- _Activity_
Every line of the data below is to be written out again exactly.

Data extracted from a collection:
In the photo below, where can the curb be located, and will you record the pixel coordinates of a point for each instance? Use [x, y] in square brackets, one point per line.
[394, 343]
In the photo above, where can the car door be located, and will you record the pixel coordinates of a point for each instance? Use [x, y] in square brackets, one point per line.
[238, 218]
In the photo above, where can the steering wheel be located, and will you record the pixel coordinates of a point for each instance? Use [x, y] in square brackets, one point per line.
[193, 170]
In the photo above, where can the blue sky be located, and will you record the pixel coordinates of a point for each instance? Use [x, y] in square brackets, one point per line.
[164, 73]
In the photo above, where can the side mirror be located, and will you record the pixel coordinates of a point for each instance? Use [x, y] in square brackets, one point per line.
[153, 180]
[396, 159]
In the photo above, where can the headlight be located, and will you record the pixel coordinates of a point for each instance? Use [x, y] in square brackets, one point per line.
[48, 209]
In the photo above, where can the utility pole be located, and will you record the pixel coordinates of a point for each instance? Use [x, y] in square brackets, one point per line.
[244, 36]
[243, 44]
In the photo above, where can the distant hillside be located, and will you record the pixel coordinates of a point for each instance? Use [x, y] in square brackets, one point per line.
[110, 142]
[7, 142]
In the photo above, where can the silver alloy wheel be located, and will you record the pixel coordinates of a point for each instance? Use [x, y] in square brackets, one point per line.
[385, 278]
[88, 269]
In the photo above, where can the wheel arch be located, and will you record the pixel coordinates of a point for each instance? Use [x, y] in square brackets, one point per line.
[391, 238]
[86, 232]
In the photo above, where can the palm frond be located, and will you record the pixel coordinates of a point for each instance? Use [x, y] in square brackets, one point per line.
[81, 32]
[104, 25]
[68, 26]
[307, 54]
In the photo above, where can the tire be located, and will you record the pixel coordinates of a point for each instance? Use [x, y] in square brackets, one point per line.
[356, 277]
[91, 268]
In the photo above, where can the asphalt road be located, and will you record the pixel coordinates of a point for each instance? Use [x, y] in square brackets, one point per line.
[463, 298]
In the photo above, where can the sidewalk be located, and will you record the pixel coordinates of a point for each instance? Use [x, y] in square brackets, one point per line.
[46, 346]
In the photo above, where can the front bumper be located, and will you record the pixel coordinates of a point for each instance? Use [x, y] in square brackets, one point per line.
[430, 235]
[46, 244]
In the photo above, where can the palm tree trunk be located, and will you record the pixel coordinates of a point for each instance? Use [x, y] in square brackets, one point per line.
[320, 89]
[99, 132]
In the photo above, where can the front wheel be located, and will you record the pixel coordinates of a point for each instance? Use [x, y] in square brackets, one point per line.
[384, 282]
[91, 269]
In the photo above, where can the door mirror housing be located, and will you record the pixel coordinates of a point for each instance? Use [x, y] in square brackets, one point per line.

- _Solution for this exercise_
In the photo below, where can the curb be located, and will you record the pixel coordinates of a point for each instance? Use [x, y] in square brackets, one point per line.
[394, 343]
In the photo above, where can the car door be located, and will you record the pixel coordinates of a point for each instance? Use [x, y] in square brackets, one point per line.
[238, 218]
In the photo above, where can the steering wheel be located, and will you record the pixel coordinates of a point for each instance? Use [x, y] in square brackets, one point per line.
[193, 170]
In the photo above, where can the blue sky be located, and will you record the pixel coordinates of a point for each instance? Use [x, y] in square brackets, one point per line.
[164, 73]
In the photo above, where can the side mirror be located, and will you record the pixel coordinates of a point for each instance? Use [x, y] in square brackets, one point per line.
[153, 180]
[396, 159]
In the photo above, where can the headlight be located, and will you record the pixel coordinates of a point for each instance? Use [x, y] in square brackets, one point per line.
[48, 209]
In the photo above, where can the utility pole be located, and will you record the pixel coordinates of a point for each instance? Use [x, y] in square brackets, one point per line.
[244, 36]
[243, 44]
In the photo above, where can the distant hillside be located, and will you record the pixel coordinates of a point for each instance? Use [x, y] in square brackets, one point per line.
[110, 142]
[7, 142]
In the photo above, where can the silver alloy wheel be located, and will you record the pixel coordinates of a point for each instance? Use [x, y] in square brackets, one point per line.
[385, 278]
[88, 269]
In the photo above, where can the wheel arch be located, and will you record the pixel coordinates of a point for each instance? Use [x, y] in square brackets, one point per line.
[391, 238]
[86, 232]
In the photo above, where can the palm frond be located, and will you record the pixel coordinates of a point for each instance? Use [x, y] in square brackets, one point per line.
[81, 32]
[104, 25]
[68, 26]
[307, 54]
In the photo above, where can the tire be located, and will you record the pixel coordinates of a point for each instance? Use [x, y] in square brackets, one point per line.
[356, 277]
[91, 268]
In the photo above, where can the asphalt road be located, and will you record the pixel coordinates of a point for each instance? Use [x, y] in square brackets, one point per line.
[463, 298]
In the photo above, where can the sidewalk be located, and will you record the pixel coordinates of a point for each instance? Use [x, y] in square brackets, one point per line.
[46, 346]
In the photo above, where can the front bumper be located, and will you record the pixel coordinates of a point for each instance? Use [x, y] in square brackets, one point per line.
[430, 235]
[46, 244]
In the photo above, where can the palm tree trunk be located, and will you record the pixel coordinates of a point for each instance? Use [x, y] in square brackets, one point per line.
[320, 89]
[99, 132]
In the photo above, where can the front wheel be located, and will you record the pixel coordinates of a point for each instance? Use [x, y] in square brackets, one point per line.
[384, 282]
[91, 269]
In the photo above, where can the door mirror housing be located, and will you record the pixel coordinates of a point for each instance? Use [x, y] in square brackets, one point per line.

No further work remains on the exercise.